#### [INSTRUCTIONS TO FOLLOW]
Identify, in the records below, every line where the string "shirt" appears, and copy each such line.

[Data excerpts]
[Start of section]

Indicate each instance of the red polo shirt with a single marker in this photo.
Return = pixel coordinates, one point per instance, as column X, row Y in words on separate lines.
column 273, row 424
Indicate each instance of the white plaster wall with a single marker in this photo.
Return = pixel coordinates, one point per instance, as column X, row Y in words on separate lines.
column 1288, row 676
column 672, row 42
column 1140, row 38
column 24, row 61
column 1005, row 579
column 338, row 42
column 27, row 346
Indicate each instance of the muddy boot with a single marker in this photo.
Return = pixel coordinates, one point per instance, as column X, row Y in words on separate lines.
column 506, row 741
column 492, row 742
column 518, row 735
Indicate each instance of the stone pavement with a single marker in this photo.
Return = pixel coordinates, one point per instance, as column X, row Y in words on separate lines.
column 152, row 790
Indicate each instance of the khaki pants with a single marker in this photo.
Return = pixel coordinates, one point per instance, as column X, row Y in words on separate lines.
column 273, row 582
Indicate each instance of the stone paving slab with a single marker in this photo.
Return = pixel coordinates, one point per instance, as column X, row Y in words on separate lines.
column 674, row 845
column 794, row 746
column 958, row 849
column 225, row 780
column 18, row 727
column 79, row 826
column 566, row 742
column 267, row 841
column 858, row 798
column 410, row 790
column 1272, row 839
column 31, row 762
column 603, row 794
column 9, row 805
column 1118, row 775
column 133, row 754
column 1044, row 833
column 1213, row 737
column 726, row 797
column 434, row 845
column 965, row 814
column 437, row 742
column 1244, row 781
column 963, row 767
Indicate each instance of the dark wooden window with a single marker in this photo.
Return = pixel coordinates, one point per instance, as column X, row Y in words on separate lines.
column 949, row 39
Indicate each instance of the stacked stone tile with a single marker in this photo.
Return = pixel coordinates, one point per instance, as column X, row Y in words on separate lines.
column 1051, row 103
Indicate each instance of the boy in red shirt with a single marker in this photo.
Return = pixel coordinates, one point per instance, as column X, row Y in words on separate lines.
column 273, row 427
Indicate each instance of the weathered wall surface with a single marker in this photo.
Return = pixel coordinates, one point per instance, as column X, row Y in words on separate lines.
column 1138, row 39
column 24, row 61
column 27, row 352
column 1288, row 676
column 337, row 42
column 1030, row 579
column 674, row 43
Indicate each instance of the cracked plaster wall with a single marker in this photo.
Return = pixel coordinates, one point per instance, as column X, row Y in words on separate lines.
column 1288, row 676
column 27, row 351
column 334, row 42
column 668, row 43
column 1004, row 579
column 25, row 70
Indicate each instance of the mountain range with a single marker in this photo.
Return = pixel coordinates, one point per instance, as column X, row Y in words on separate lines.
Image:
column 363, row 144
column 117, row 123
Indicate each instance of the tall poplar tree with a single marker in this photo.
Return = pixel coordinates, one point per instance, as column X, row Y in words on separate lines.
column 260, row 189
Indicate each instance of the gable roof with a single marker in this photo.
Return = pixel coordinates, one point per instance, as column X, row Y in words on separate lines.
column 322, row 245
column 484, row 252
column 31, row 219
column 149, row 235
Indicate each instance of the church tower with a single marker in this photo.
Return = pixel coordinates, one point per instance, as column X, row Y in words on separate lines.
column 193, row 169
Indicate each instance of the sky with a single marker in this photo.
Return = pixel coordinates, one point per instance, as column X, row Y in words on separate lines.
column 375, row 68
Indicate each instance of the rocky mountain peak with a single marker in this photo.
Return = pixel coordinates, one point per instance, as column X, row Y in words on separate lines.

[End of section]

#### [RESPONSE TO THE EXERCISE]
Indicate each instance of the red polo shirt with a single marker in this photo.
Indicate each instance of the boy in red shirt with a single marker in this photo.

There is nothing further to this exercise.